**What to produce**
Edit the lines from the one containing "[indicate] the bag" to the one containing "Target: the metal pole" so that "most distant" replaces "farthest", with everything else left unchanged. Return only those lines.

**Provided records**

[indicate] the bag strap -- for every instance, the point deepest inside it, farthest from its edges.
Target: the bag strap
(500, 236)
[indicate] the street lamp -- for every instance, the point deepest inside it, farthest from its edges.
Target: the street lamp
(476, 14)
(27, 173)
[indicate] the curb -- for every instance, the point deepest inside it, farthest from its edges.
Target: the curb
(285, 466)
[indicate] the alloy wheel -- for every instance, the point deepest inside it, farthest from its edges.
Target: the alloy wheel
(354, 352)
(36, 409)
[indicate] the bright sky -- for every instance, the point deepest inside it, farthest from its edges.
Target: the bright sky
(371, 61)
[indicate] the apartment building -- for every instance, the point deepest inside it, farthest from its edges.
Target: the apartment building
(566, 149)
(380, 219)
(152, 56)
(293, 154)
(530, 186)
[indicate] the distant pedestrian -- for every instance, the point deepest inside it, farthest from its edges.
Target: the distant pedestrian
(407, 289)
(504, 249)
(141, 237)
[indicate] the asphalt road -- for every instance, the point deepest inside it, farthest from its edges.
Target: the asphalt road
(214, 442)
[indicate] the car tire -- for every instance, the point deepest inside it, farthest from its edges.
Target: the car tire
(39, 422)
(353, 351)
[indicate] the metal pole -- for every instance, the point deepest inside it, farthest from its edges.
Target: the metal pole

...

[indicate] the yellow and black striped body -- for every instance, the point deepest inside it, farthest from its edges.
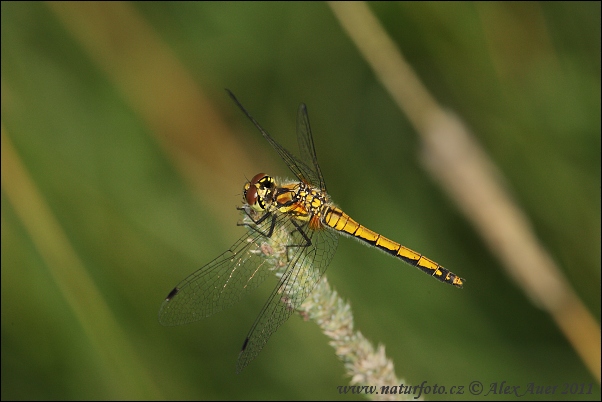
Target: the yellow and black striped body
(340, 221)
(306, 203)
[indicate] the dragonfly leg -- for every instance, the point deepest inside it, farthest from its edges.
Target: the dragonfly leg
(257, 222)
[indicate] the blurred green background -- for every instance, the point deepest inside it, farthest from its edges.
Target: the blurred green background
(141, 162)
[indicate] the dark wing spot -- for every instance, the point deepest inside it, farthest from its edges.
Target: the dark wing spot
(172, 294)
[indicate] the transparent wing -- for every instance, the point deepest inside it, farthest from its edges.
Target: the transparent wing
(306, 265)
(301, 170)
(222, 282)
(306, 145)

**Problem solution**
[indicate] the bag strap -- for every instance, the point deepest inside it, most distant from its edges.
Target: the bag strap
(500, 236)
[indicate] the street lamp -- for every instance, the point deepest inside it, most distant from its edges.
Target: the street lamp
(476, 14)
(27, 173)
[indicate] the curb -- for every instance, the point deepest inside it, most distant from its edges.
Target: the curb
(285, 466)
[indicate] the alloy wheel -- for every instance, the point deepest inside it, most distant from its edges.
Target: the alloy wheel
(354, 352)
(36, 409)
[indicate] the bright sky -- for every instance, the point deepest inside it, most distant from its edges.
Target: the bright sky
(371, 61)
[indicate] the apartment building -- for every instance, the point deepest inside it, most distant from its edges.
Target: the apartment building
(566, 149)
(380, 219)
(152, 56)
(293, 154)
(530, 186)
[indicate] the distant pedestrian -- for every instance, the point deepest inside it, most distant from its edges.
Target: the distant pedestrian
(407, 289)
(504, 249)
(141, 237)
[indicate] the asphalt road -- for every instance, the point deepest inside it, most distant from its edges.
Target: the asphalt road
(214, 442)
[indicate] the car tire -- for every instance, the point deepest inside it, most distant from its edges.
Target: the car tire
(39, 422)
(353, 351)
[indicate] the metal pole -- for every instance, the point deepest inside it, most distant from its edges.
Target: the metal pole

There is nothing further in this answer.